▶ **DIRECTIVE**
Copy the data as a numbered list, from the line with "[spot] the blue" up to and including the last line of the data. Skip blank lines and leave out the pictures.

▶ **WORKING DATA**
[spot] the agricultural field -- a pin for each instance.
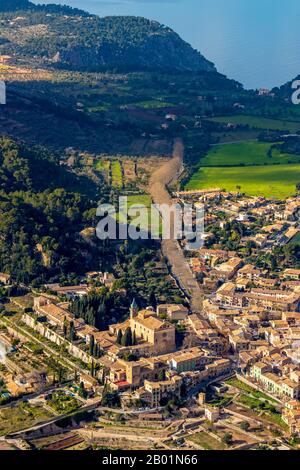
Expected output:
(258, 122)
(21, 417)
(153, 104)
(249, 167)
(116, 174)
(206, 441)
(277, 181)
(143, 219)
(246, 153)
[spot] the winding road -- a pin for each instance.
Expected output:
(171, 249)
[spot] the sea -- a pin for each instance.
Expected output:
(256, 42)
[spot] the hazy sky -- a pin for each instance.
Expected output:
(254, 41)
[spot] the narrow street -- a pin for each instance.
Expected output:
(171, 249)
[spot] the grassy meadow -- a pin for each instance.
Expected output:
(246, 153)
(277, 181)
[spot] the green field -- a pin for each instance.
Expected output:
(259, 122)
(278, 181)
(116, 174)
(154, 104)
(102, 165)
(206, 441)
(144, 219)
(246, 153)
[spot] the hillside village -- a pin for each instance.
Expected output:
(247, 334)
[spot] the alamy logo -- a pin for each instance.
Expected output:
(2, 93)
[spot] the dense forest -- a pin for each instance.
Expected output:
(40, 216)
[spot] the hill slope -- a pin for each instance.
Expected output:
(73, 39)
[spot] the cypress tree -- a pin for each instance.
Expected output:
(119, 337)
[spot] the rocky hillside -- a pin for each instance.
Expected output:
(72, 39)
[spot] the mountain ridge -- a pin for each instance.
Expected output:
(70, 38)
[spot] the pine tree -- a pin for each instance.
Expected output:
(153, 300)
(134, 340)
(127, 338)
(119, 337)
(72, 332)
(92, 343)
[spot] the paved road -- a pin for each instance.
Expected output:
(171, 249)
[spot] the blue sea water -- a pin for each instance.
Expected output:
(257, 42)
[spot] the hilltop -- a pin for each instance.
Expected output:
(73, 39)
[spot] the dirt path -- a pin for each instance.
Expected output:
(171, 248)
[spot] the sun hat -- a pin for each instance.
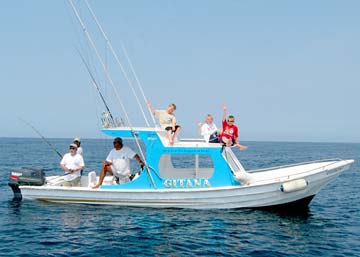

▶ **ANSWER IN FULL**
1. [spot] the blue sea water -- a pin for each instance.
2. Expected output:
3. (257, 42)
4. [spot] the hilltop -- a pin for each instance.
5. Expected output:
6. (73, 39)
7. [spot] the dirt path -- a pin for each instance.
8. Expected output:
9. (171, 248)
10. [spot] the sun hat -- a pin for each instance.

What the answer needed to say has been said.